───── Selected passage ─────

We move to an article in the Sunday Times magazine this weekend on Queen Rania of Jordan, a globally famous lady. The queen was in fact a refugee. She was a Palestinian living in Kuwait when the first Gulf War erupted in 1991; her family fled to Jordan and were taken in in a kindly manner. She was an educated lady (she was taking an MBA in Cairo at the time), so she had quite a head start, but she was a refugee nevertheless. She met the future King of Jordan over a mutual friend’s dinner party – and the rest, as they say, is history. Jordan is in many ways a quite extraordinary place. It shares borders with Syria, Iraq and Israel, but, unlike many of its oil rich neighbours, it is a poor country. Indeed, it is one of the world’s five most water-short countries, would you believe. Recent wars have destroyed tourism to ancient sites like Petra, and unemployment among young people is 29%. It is also a small country, about the size of Hungary, and with a total population of 9.5 million people, just a million or so bigger than London. And now for the extraordinary statistic: despite their financial difficulties, despite their living in poverty in many cases, despite the war-torn region, amongst their 9.5 million people, they have 2.7 million refugees. It hosts the world’s biggest camp outside Africa, with 80,000 people in it. Proportionately, it is as if the UK took in the entire population of Holland. Indeed, in the recent Syrian conflict Jordan has taken 1.2 million refugees into their small poor country, more than the whole of Europe put together. In order to take in the refugees their debt to GDP ratio has skyrocketed to 90%. Over a quarter of their national budget goes to refugees. The Queen feels, understandably, passionate about this and is arguably one of the most philanthropic people on the planet. Jordan, of course, has lots of other issues, as we all do, but without any doubt it is leaving leading the way on this front.

And lastly to the U.K.’s response to the Syrian crisis. Whilst I think we can be proud to some extent of our humanitarian aid record, we do not set much of an example elsewhere.  In the year and a half running up to December 2016, Britain had taken just 5,400 Syrian refugees in total. It has committed to accept 20,000 by the year 2020. Set this against small, poor Jordan’s 1.2 million! The reason given by our government is that we have chosen to give money rather than accepting refugees into our own country. There is undoubtedly truth in this, as we have donated almost £2.5 billion to Syrian refugees since the crisis began: which represents the second largest donation in the world.

One might infer, however, from some of this talk that we are rather better at giving money than personal kindness. And I think it might be worth just chewing that over for a while.

───── Provided records ─────

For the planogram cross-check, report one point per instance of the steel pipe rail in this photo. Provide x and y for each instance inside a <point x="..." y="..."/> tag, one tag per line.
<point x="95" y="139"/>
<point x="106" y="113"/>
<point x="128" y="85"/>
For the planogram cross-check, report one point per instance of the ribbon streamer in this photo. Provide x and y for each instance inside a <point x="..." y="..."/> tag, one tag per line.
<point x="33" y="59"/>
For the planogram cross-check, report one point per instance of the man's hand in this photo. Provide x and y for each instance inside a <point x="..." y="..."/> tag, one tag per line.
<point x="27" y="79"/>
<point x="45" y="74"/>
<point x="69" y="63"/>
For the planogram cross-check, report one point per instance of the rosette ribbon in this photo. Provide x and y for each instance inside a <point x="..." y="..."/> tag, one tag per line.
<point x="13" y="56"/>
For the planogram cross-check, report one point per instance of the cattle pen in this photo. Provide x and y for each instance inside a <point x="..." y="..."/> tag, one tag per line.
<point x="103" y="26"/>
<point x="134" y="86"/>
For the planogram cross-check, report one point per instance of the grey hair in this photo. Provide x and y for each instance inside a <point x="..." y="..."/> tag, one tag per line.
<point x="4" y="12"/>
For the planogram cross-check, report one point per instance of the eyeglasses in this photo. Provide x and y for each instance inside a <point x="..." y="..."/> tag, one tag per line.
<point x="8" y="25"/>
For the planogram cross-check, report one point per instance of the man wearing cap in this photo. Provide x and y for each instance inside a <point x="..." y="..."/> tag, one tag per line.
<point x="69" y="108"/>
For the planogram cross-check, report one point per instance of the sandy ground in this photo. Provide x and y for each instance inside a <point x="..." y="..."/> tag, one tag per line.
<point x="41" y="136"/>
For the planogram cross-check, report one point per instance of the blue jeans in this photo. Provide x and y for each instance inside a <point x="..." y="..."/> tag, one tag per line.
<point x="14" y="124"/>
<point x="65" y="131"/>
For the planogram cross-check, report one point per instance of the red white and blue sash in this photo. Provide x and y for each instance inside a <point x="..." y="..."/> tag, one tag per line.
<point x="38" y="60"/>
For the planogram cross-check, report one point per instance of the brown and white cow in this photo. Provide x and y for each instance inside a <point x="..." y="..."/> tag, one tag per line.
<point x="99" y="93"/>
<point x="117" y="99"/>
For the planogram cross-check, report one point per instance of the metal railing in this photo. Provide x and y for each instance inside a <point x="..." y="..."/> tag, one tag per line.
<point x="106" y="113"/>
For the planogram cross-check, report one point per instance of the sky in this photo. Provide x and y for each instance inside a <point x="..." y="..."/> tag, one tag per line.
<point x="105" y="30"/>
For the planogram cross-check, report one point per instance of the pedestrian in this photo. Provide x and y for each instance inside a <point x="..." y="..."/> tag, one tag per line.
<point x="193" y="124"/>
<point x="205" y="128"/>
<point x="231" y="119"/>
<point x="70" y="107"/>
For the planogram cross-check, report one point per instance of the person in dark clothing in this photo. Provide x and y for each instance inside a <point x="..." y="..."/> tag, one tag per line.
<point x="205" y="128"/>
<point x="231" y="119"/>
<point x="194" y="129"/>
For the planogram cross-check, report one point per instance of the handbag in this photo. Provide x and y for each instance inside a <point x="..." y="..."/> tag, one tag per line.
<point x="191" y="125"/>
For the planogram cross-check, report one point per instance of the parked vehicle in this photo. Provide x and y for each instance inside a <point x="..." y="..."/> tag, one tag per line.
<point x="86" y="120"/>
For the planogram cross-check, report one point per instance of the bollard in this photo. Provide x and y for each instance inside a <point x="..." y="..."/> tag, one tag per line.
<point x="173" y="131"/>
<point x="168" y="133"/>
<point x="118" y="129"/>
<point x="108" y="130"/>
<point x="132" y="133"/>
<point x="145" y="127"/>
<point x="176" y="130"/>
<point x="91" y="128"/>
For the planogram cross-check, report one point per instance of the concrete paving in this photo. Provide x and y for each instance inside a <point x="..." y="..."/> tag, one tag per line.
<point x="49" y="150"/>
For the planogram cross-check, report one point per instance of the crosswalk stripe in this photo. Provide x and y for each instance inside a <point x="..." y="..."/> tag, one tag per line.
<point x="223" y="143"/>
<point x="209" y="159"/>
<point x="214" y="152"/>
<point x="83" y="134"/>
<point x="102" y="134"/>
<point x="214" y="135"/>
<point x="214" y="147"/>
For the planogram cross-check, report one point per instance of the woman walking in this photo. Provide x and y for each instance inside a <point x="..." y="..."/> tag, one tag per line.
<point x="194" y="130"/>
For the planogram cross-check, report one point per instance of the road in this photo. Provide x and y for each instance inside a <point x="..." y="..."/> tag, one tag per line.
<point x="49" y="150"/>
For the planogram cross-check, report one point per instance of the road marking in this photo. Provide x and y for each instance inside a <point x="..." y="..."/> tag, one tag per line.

─────

→ **Written exercise 1**: Copy the refugee piece word for word from "One might infer, however, from" to "for a while.".
→ **Written exercise 2**: Return every line of the records that contains the word "blue".

→ **Exercise output 1**:
One might infer, however, from some of this talk that we are rather better at giving money than personal kindness. And I think it might be worth just chewing that over for a while.

→ **Exercise output 2**:
For the planogram cross-check, report one point per instance of the blue jeans in this photo. Provide x and y for each instance inside a <point x="..." y="..."/> tag, one tag per line.
For the planogram cross-check, report one point per instance of the red white and blue sash in this photo. Provide x and y for each instance inside a <point x="..." y="..."/> tag, one tag per line.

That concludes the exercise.